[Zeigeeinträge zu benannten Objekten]
- - -

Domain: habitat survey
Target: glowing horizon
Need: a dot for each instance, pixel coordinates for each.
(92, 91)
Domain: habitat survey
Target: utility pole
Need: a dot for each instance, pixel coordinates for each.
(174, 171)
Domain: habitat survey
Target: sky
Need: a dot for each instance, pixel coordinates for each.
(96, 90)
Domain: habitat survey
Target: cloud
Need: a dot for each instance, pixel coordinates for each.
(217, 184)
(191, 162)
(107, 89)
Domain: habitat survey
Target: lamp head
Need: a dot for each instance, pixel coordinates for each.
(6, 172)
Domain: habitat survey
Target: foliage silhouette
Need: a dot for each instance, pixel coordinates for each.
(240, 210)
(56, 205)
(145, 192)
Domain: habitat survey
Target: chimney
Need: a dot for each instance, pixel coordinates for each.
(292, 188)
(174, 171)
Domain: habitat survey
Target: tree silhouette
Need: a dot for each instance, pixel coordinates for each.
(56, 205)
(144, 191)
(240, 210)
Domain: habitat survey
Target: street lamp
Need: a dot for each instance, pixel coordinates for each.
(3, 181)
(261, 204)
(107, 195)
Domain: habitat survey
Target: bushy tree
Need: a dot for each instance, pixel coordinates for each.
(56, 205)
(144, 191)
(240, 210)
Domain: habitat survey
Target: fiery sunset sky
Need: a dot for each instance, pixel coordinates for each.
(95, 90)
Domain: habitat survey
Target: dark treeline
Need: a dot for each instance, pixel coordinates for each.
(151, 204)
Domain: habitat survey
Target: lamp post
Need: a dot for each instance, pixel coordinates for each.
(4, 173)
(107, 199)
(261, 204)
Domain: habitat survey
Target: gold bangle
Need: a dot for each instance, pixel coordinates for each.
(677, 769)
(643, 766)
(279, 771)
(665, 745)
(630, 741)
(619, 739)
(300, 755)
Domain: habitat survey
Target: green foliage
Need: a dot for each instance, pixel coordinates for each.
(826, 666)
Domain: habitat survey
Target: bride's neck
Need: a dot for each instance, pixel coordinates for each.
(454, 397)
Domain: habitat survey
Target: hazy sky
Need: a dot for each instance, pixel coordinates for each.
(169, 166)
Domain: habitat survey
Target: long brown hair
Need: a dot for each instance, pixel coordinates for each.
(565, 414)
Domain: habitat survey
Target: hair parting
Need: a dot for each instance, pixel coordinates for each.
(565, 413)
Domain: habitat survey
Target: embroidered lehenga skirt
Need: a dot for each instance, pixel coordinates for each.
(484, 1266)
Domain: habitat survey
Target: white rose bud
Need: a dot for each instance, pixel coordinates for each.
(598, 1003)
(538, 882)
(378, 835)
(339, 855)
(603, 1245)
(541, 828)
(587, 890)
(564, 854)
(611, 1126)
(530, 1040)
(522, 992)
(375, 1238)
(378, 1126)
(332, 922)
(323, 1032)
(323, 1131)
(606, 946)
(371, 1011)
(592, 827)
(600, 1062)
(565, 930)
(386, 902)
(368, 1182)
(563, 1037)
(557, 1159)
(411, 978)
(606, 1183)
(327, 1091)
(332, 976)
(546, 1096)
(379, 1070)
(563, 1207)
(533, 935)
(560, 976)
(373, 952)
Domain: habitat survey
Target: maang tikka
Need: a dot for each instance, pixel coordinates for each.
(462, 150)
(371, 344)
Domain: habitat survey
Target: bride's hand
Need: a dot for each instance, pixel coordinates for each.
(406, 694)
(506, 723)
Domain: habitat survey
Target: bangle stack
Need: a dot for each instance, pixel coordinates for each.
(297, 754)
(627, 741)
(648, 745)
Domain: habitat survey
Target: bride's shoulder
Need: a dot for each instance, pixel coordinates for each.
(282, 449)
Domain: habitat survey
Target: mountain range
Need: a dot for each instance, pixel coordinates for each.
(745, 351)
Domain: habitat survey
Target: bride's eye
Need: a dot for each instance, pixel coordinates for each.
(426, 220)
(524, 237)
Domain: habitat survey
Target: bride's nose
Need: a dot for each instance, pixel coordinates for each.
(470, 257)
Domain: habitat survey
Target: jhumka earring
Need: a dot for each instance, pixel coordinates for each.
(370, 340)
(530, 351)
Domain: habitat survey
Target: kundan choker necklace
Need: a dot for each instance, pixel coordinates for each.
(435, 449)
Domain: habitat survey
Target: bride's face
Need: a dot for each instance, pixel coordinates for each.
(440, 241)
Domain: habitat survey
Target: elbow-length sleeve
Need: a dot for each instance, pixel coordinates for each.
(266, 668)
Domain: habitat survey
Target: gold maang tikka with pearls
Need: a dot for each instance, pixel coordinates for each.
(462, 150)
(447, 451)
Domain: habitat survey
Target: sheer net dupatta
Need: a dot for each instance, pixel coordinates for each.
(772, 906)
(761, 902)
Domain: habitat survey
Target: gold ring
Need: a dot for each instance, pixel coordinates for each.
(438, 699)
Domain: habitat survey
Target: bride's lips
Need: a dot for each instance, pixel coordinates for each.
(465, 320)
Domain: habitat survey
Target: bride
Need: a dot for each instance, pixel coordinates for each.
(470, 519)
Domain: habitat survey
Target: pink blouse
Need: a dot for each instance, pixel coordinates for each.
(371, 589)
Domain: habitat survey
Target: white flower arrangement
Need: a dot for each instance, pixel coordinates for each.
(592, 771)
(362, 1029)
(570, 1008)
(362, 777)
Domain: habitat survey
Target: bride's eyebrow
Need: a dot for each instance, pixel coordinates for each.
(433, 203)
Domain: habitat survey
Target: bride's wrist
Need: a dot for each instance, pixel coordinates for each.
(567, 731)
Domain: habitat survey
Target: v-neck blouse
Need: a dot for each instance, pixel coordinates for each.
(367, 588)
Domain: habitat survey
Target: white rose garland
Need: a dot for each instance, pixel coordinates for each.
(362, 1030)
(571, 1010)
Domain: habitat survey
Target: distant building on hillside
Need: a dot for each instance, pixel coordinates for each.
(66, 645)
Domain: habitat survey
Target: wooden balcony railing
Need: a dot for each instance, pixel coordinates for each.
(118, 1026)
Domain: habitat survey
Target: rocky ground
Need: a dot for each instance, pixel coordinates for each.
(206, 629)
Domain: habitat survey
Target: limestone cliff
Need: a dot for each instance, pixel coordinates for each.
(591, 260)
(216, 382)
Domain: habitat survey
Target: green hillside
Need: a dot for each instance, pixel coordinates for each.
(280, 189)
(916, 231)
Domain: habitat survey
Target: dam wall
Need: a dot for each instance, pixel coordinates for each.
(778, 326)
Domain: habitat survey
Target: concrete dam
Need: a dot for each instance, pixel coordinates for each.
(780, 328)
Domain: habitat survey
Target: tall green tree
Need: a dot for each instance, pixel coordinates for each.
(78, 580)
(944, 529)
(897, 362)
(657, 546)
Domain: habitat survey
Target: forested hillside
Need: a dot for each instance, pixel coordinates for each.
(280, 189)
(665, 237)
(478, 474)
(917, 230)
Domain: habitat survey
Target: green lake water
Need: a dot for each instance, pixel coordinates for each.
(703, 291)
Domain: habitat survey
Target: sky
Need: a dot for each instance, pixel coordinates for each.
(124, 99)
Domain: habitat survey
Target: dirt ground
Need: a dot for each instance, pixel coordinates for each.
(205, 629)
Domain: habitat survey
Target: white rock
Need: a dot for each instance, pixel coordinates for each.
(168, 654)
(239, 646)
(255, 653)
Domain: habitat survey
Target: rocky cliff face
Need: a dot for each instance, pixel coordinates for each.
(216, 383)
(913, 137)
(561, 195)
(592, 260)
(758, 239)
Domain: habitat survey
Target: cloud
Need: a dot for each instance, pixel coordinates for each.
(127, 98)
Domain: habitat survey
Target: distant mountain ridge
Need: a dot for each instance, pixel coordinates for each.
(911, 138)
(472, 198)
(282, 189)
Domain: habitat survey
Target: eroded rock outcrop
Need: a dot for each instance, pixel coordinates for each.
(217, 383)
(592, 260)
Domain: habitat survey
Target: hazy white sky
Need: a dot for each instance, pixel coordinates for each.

- - -

Ermittle bitte alle Zeilen der Daten oben, in denen die Zeichenfolge „bride“ vorkommt, und gib sie unverändert wieder.

### [Erwartete Antwort]
Target: bride's neck
Target: bride's hand
Target: bride's shoulder
Target: bride's eye
Target: bride's nose
Target: bride's face
Target: bride's lips
Target: bride
Target: bride's eyebrow
Target: bride's wrist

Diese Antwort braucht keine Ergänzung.